:: Material for the task ::

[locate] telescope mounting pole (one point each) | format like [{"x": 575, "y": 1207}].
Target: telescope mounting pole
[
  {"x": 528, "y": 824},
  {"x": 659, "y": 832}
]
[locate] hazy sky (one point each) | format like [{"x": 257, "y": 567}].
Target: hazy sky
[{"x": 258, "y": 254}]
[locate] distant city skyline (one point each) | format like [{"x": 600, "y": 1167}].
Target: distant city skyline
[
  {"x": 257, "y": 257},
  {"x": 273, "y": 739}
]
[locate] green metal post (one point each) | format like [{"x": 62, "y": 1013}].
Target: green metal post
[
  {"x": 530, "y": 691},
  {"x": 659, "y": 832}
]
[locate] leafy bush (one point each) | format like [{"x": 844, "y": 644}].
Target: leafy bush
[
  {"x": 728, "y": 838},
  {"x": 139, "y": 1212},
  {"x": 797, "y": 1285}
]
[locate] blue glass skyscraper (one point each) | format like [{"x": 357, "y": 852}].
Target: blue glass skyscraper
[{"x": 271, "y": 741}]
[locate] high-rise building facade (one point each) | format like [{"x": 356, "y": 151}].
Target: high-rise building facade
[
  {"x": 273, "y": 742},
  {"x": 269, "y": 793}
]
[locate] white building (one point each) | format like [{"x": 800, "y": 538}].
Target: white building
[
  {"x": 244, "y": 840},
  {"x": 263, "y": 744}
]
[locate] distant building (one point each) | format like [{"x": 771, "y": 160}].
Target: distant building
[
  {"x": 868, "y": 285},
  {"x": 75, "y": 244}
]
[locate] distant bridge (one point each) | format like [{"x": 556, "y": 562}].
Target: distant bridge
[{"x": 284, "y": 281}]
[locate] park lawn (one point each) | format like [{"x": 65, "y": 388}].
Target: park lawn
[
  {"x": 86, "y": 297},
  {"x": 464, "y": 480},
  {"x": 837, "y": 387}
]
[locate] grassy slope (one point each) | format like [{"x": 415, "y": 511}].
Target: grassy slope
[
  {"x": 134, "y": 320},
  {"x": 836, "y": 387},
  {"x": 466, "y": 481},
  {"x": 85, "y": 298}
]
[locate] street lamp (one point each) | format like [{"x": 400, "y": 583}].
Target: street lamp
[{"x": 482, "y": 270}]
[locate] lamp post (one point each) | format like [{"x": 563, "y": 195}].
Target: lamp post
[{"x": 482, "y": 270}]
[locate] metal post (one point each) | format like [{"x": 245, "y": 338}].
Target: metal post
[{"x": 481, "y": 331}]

:::

Task requirements: Each line above should appear again, reproduced exactly.

Response below:
[locate] telescope mounting pole (one point each) | format like [{"x": 575, "y": 1207}].
Target: telescope mounting pole
[
  {"x": 528, "y": 824},
  {"x": 659, "y": 832}
]
[locate] hazy sky (one point each) | format like [{"x": 257, "y": 567}].
Target: hazy sky
[{"x": 258, "y": 254}]
[locate] distant city skyline (one point each) | format like [{"x": 600, "y": 1167}].
Target: distant city skyline
[
  {"x": 257, "y": 257},
  {"x": 273, "y": 739}
]
[locate] green metal post (one point each) | format like [{"x": 62, "y": 1013}].
Target: green metal post
[
  {"x": 530, "y": 691},
  {"x": 659, "y": 832}
]
[locate] leafy bush (one point each) | format like [{"x": 844, "y": 644}].
Target: leafy bush
[
  {"x": 728, "y": 838},
  {"x": 139, "y": 1212},
  {"x": 797, "y": 1285}
]
[locate] blue glass skyscraper (one point each) | format like [{"x": 357, "y": 852}].
Target: blue glass skyscraper
[{"x": 271, "y": 741}]
[locate] high-rise building facade (one point each) | format like [{"x": 356, "y": 151}].
Target: high-rise building facade
[
  {"x": 273, "y": 742},
  {"x": 269, "y": 793}
]
[locate] white building (one point each) | format like [{"x": 800, "y": 538}].
Target: white building
[
  {"x": 244, "y": 840},
  {"x": 263, "y": 744}
]
[locate] distant building (one point each) | format like [{"x": 771, "y": 160}].
Target: distant building
[
  {"x": 868, "y": 285},
  {"x": 75, "y": 244}
]
[locate] distant bridge (one point each) | format like [{"x": 556, "y": 562}].
Target: distant bridge
[{"x": 284, "y": 281}]
[locate] park lawn (one point each) | format like [{"x": 65, "y": 388}].
Target: park lawn
[
  {"x": 86, "y": 297},
  {"x": 464, "y": 480},
  {"x": 837, "y": 387}
]
[locate] grassy slope (one point each) | format like [{"x": 415, "y": 511}].
Target: grassy slope
[
  {"x": 134, "y": 320},
  {"x": 836, "y": 387},
  {"x": 466, "y": 481},
  {"x": 85, "y": 298}
]
[locate] street lamp (one point each) | format like [{"x": 400, "y": 583}].
Target: street lamp
[{"x": 482, "y": 270}]
[locate] lamp post (one point each) | format like [{"x": 563, "y": 195}].
Target: lamp post
[{"x": 482, "y": 270}]
[locate] metal post (one point each) | format like [{"x": 245, "y": 338}].
Target: metal post
[{"x": 481, "y": 331}]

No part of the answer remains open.